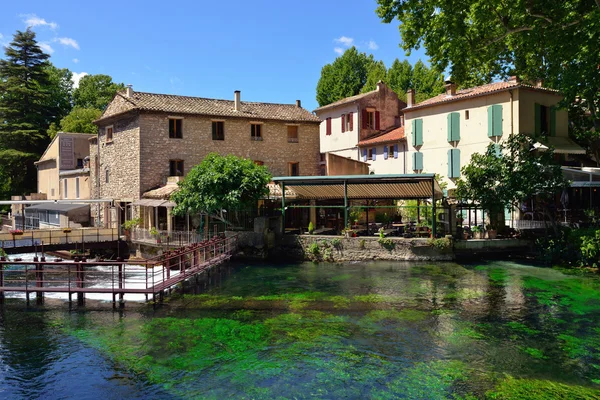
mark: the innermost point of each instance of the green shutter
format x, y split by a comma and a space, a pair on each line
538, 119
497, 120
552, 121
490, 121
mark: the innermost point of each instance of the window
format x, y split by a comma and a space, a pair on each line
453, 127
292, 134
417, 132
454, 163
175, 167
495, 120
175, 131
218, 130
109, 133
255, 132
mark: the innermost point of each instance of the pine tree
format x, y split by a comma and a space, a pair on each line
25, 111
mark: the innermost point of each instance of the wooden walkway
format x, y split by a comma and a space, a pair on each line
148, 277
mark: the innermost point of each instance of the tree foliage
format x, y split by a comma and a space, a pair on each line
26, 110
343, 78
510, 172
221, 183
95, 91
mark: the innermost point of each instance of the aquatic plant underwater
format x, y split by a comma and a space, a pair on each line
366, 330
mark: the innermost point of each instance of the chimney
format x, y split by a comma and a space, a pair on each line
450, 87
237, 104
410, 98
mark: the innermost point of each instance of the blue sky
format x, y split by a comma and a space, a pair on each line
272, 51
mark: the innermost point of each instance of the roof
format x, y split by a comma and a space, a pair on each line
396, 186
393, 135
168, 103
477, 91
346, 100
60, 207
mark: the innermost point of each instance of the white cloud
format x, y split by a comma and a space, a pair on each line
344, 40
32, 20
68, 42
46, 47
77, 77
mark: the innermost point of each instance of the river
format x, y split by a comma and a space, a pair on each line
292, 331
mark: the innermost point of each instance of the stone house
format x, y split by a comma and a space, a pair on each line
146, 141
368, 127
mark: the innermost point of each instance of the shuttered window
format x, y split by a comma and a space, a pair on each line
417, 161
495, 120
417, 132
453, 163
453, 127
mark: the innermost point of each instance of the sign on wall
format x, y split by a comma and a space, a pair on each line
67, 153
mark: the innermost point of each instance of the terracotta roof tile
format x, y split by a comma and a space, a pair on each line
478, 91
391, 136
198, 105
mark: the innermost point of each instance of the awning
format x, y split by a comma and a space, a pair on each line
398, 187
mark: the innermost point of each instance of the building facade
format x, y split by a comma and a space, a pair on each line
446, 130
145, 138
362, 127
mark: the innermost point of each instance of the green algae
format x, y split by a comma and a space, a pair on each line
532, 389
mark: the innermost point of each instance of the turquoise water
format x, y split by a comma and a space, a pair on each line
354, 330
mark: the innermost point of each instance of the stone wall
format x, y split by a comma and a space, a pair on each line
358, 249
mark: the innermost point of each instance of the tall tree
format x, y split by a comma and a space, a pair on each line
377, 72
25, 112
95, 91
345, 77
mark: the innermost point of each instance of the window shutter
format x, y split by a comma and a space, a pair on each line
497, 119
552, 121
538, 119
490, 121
┄┄┄┄┄┄┄┄┄┄
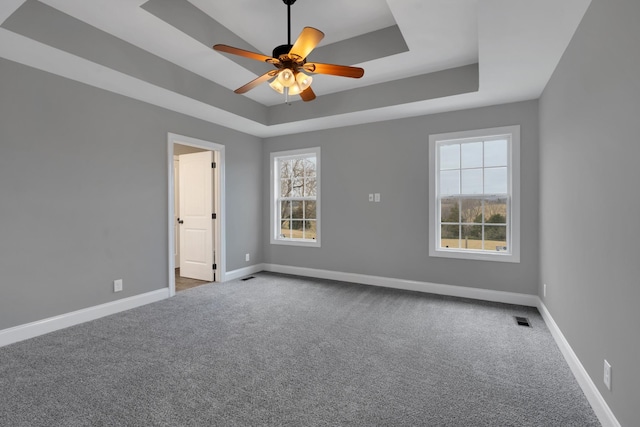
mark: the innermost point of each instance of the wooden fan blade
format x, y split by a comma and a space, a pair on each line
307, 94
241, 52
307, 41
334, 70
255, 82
┄┄┄┄┄┄┄┄┄┄
● EXERCISE GOAL: If the word "wooden" appears in a line above, copy that line.

● COMPLETED EXERCISE:
mark: the innermost point of each instance of the wooden walkway
mark: the innermost point of each instance of the wooden fan blade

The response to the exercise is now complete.